* [DATA EXTRACT]
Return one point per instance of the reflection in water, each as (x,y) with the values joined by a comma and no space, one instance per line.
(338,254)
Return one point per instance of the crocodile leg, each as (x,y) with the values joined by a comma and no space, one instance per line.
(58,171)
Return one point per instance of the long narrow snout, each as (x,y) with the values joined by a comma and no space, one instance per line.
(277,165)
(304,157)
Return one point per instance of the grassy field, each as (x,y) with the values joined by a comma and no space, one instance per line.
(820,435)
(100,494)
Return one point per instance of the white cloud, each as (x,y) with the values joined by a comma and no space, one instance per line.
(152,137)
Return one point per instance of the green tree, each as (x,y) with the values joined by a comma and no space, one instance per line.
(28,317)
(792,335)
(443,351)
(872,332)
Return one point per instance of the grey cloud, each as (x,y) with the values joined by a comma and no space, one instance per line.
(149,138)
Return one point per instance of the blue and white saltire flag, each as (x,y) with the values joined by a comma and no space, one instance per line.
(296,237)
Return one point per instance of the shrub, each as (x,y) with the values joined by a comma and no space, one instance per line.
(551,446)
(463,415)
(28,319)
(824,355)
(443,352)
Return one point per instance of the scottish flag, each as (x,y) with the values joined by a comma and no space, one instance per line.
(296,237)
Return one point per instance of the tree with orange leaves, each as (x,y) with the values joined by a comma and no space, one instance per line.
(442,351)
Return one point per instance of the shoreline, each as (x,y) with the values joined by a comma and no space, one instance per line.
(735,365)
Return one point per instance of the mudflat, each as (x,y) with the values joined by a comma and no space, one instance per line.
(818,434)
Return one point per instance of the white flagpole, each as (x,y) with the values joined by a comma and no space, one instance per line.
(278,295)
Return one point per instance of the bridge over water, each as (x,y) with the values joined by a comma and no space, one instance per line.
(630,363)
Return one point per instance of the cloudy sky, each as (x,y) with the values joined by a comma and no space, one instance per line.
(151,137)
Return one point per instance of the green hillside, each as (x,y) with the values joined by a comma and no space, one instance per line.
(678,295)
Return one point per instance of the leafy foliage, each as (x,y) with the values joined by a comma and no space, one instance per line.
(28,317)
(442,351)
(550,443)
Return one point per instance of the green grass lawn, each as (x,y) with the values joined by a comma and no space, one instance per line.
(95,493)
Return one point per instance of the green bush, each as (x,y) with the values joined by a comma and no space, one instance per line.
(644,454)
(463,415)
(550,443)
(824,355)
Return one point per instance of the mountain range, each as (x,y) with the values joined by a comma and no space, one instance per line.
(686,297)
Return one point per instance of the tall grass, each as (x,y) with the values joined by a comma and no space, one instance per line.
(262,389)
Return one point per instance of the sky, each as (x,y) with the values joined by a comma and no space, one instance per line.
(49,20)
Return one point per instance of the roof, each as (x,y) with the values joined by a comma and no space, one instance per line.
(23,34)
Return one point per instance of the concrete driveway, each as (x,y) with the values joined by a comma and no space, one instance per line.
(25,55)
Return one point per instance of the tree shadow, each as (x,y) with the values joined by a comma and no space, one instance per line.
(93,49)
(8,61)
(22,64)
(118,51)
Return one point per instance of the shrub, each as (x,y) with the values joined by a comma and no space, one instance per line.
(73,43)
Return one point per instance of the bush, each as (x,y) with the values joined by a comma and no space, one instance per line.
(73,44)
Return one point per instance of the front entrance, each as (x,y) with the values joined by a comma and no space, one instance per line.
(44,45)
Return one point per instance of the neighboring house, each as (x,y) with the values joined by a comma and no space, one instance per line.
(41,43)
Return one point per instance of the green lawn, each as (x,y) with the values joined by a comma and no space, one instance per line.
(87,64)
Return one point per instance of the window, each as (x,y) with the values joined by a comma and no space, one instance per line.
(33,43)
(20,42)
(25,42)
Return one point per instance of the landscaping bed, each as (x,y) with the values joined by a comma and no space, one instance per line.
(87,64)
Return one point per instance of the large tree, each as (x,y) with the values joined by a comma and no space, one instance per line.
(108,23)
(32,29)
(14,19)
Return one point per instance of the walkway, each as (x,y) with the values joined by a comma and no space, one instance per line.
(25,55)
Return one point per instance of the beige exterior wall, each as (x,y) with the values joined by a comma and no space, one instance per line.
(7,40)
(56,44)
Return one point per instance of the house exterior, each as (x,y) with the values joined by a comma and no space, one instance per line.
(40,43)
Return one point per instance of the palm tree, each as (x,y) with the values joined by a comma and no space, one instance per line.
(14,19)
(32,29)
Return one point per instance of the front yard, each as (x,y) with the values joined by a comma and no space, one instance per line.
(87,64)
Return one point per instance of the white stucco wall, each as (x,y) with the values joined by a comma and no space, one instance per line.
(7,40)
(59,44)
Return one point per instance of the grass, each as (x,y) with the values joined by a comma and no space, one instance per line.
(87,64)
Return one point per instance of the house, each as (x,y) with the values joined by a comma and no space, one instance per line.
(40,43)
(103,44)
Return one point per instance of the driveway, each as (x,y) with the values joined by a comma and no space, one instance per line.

* [OBJECTIVE]
Reproduce all of the records above word for word, leaving nothing out and changing nothing.

* [RESPONSE BELOW]
Return one point per instance of the reflection in water, each as (x,y) with the values joined by a comma and no space, one instance per line.
(338,254)
Return one point per instance of the crocodile leg, each as (x,y) with the values joined by a comma and no space, one instance per line.
(58,171)
Return one point per instance of the long narrow snout, each as (x,y) with the values joined by a comma and no space, one instance per line.
(277,165)
(304,157)
Return one point per instance of the grassy field, each as (x,y) with the values joined by a comma and no space, one instance per line.
(820,435)
(100,494)
Return one point per instance of the white cloud, each as (x,y) with the values joined by a comma and no space, one instance per line.
(152,137)
Return one point per instance of the green tree, each as (x,y) with the values joined by a comma and no space, one instance per line.
(28,317)
(792,335)
(443,351)
(872,332)
Return one point per instance of the grey cloud, each as (x,y) with the values joined by a comma and no space, one instance per line.
(149,138)
Return one point per instance of the blue and white saltire flag, each as (x,y) with the values joined by a comma and no space, one instance per line.
(296,237)
Return one point per instance of the shrub, each as (x,y) with the values joined by a comma and no space, one instance per line.
(551,446)
(463,415)
(28,319)
(824,355)
(443,352)
Return one point per instance of the scottish flag, each as (x,y) with the values joined by a comma and no space, one instance per line.
(296,237)
Return one point per instance of the tree with orange leaves, each as (x,y) with the values joined by a comma and no space, one instance per line.
(442,351)
Return one point per instance of the shoreline, each as (x,y) with the values joined by a comma and no space, one instance per line.
(735,365)
Return one point per instance of the mudflat, each as (x,y) with the values joined by a comma and no space, one instance per line.
(818,434)
Return one point per instance of the white flagpole, each as (x,y) with the values joined by a comma and no space, one instance per line.
(278,295)
Return one point per instance of the bridge over water, each as (x,y) with the values joined by a comma and no space, one instance per line.
(630,363)
Return one point per instance of the cloudy sky, each as (x,y) with the values joined by a comma and no space, one instance per line.
(151,137)
Return one point per instance of the green hillside, each as (x,y) with the values joined by a comma and no space, one instance per line.
(678,295)
Return one point per instance of the leafy foliage, each as (x,y) with the values joined by a comma and no space, one instance per line.
(28,317)
(442,351)
(550,443)
Return one point per instance of the green grass lawn, each as (x,y) with the values joined by a comma and no space, one instance per line.
(95,493)
Return one point per instance of the green bush, each as (x,y) with the values joined by a comma and no space, one instance per line.
(644,454)
(463,415)
(550,443)
(824,355)
Return one point per instance of the mountain range, each as (x,y) with the values joined by a comma and no space, one instance per line.
(686,297)
Return one point per instance of the tall grass, each as (x,y) with the values joined by a comma and no space, one instance per line.
(262,389)
Return one point per instance of the sky, each as (x,y) with the values joined by a comma and no space, one instance per line.
(49,20)
Return one point per instance of the roof, each as (x,y) with the values joined by a comma and no space, one instance per line.
(23,34)
Return one point per instance of the concrete driveway, each as (x,y) with the values joined by a comma and no space, one instance per line.
(25,55)
Return one point per instance of the tree shadow, each as (x,y) with the values joined by a comma and no space, one instance per line.
(93,49)
(8,61)
(22,64)
(118,51)
Return one point per instance of the shrub, each as (x,y) with the values joined by a comma and no space, one instance per line.
(73,43)
Return one point per instance of the bush, each as (x,y) with the values joined by a comma and no space, one instance per line.
(73,44)
Return one point per instance of the front entrance, each as (x,y) with the values joined by a comma and no space, one instance per line.
(44,45)
Return one point per instance of the neighboring house, each as (x,y) with the values joined by a comma and no space, one instance per line.
(41,43)
Return one point per instance of the green lawn, each as (x,y) with the values joined by a comma and no space, one instance per line.
(87,64)
Return one point per instance of the window, each as (x,y) with the values joined by a comma and no space, one instance per line.
(33,43)
(20,42)
(25,42)
Return one point per instance of the landscaping bed, each as (x,y) with the values joined by a comma and no space, one instance per line.
(87,64)
Return one point per instance of the large tree, each as (x,y) with the values joined by a comma and no space, one instance per line.
(108,23)
(32,29)
(14,19)
Return one point per instance of the walkway, each as (x,y) with the values joined by a comma and no space, one instance per line.
(25,55)
Return one point per instance of the beige exterior wall, each as (x,y) with the values joined by a comma and no space, one instance per line.
(7,40)
(56,44)
Return one point per instance of the house exterior, each as (x,y) with the values joined by a comma and no space, one instance per line.
(40,43)
Return one point per instance of the palm tree, each as (x,y) with the values joined by a comma and no space, one instance per line.
(14,19)
(32,29)
Return one point per instance of the front yard, each as (x,y) with the values joined by a comma and no space, one instance per line.
(87,64)
Return one point per instance of the white stucco wall, each as (x,y) with the values joined by a comma and no space, one instance per line.
(7,40)
(59,44)
Return one point per instance of the grass, each as (x,y) with the values joined by a comma and no space, one instance per line.
(87,64)
Return one point per instance of the house, each as (x,y) with the values joined by a comma and no space, one instance per line.
(40,43)
(103,44)
Return one point per instance of the driveway, each as (x,y) with the values joined by a comma and no space, one instance per line.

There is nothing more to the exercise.